В другой раз ко мне в редакцию пришла спокойная, улыбчивая женщина с молодой короткой стрижкой, принесла свои военные записки. Не предполагая, насколько драматично то, о чем она будет рассказывать, я хотела начать наш разговор прямо в кабинете.
– Нет, – попросила она, – пойдемте куда-нибудь, где никого нет.
Мы пошли в парк.
– Об этом я не написала, а рассказать хочу.
– А о чем вы написали?
– О боевых действиях нашего партизанского отряда.
– А о чем хотите рассказать?
– Как я жила в войну с двумя маленькими детьми…
Вот он, рассказ Раисы Григорьевны Хасеневич, партизанки бригады «Народные мстители» имени В.Т.Воронянского:
«Стали бомбить Минск. Я бегом в детский сад за сыном, а дочь у меня была за городом. Ей как раз исполнилось два годика, она была в яслях, а ясли выехали за город. Я решила забрать сына и отвести домой, а потом идти за ней. Хотелось скорее собрать всех вместе, чтобы дети были рядом.

> **Что нужно сделать**:
Извлеките дословно из текста о партизанке Раисе Хасеневич отрывок от слов «В другой раз» до слов «а рассказать хочу.» включительно.

> **Входные данные**:

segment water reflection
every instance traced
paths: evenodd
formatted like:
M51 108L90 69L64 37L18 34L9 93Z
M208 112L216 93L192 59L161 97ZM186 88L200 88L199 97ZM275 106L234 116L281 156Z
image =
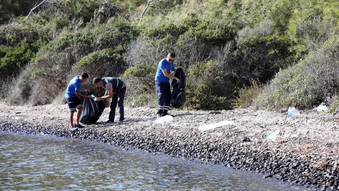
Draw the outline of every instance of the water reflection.
M263 179L259 174L220 165L126 151L101 143L0 132L0 190L256 191L295 188Z

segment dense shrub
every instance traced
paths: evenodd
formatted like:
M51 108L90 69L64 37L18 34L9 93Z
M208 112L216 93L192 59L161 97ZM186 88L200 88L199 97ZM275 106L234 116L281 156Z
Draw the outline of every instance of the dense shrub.
M309 108L338 94L339 38L328 41L295 65L282 70L255 100L257 108Z
M229 91L230 82L224 80L225 73L221 68L213 61L201 62L190 66L186 106L195 109L230 108L231 102L227 100L233 92Z
M118 22L65 34L52 41L39 51L23 74L29 79L25 84L30 91L24 91L28 95L22 97L29 97L34 104L49 103L56 93L65 88L71 76L84 71L92 71L93 77L122 73L122 46L136 37L136 31L127 23Z
M262 84L255 79L252 80L250 86L244 85L239 90L238 96L232 101L233 108L244 108L251 106L253 100L261 93L262 90Z
M0 46L0 75L13 77L20 72L21 67L25 66L34 57L40 47L39 41L29 43L23 40L14 47Z

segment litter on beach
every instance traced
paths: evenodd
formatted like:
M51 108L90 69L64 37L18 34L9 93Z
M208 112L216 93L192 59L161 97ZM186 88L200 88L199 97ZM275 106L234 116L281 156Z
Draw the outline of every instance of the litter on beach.
M275 141L276 139L278 137L278 134L280 132L280 130L277 130L271 133L270 135L266 137L265 139L266 140L270 140L273 141Z
M173 117L169 115L165 115L159 118L157 118L155 120L155 122L157 123L163 123L170 122L173 120Z
M289 117L294 117L300 115L300 113L295 108L290 107L287 111L287 116Z
M313 110L316 110L318 112L326 112L328 109L328 108L326 107L326 106L325 105L325 103L322 103L318 107L313 108Z
M213 123L201 126L199 127L199 129L201 131L205 131L214 129L217 127L224 125L233 125L234 123L233 121L221 121L217 123Z

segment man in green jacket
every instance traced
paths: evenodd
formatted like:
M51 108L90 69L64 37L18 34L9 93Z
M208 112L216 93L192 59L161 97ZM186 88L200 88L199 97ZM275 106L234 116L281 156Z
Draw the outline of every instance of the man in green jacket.
M120 113L120 118L118 122L122 121L124 119L123 104L125 93L126 92L126 85L125 82L117 78L96 77L93 79L93 83L97 87L102 87L106 90L105 95L97 98L98 101L112 98L108 120L105 122L110 123L114 122L115 108L117 104L119 107L119 113Z

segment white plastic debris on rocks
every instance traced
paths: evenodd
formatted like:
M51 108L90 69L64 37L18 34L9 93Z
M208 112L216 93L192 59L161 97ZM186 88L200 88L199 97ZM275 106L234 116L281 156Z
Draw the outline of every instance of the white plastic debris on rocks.
M328 109L328 108L325 105L325 103L321 103L318 107L313 108L313 110L316 110L319 112L325 112Z
M170 122L173 120L173 117L169 115L165 115L159 118L157 118L155 120L155 122L157 123L162 123Z
M285 135L284 136L284 138L294 138L295 137L297 137L299 135L298 134L292 134L291 133L288 133L285 134Z
M287 111L287 116L297 116L300 115L300 113L295 108L290 107Z
M265 138L265 139L266 140L272 140L273 141L275 141L277 138L277 137L278 137L278 135L279 134L279 133L280 132L280 130L276 130L275 131L273 132L270 135L266 137Z
M199 127L199 129L201 131L205 131L214 129L217 127L224 125L233 125L234 123L233 121L221 121L217 123L213 123L201 126Z

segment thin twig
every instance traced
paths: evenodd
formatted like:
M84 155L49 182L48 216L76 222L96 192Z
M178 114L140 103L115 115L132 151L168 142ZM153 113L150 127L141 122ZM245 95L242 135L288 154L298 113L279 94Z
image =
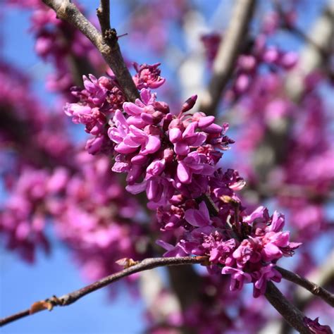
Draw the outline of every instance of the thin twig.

> **Решение задачи**:
В другой раз ко мне в редакцию пришла спокойная, улыбчивая женщина с молодой короткой стрижкой, принесла свои военные записки. Не предполагая, насколько драматично то, о чем она будет рассказывать, я хотела начать наш разговор прямо в кабинете.
– Нет, – попросила она, – пойдемте куда-нибудь, где никого нет.
Мы пошли в парк.
– Об этом я не написала, а рассказать хочу.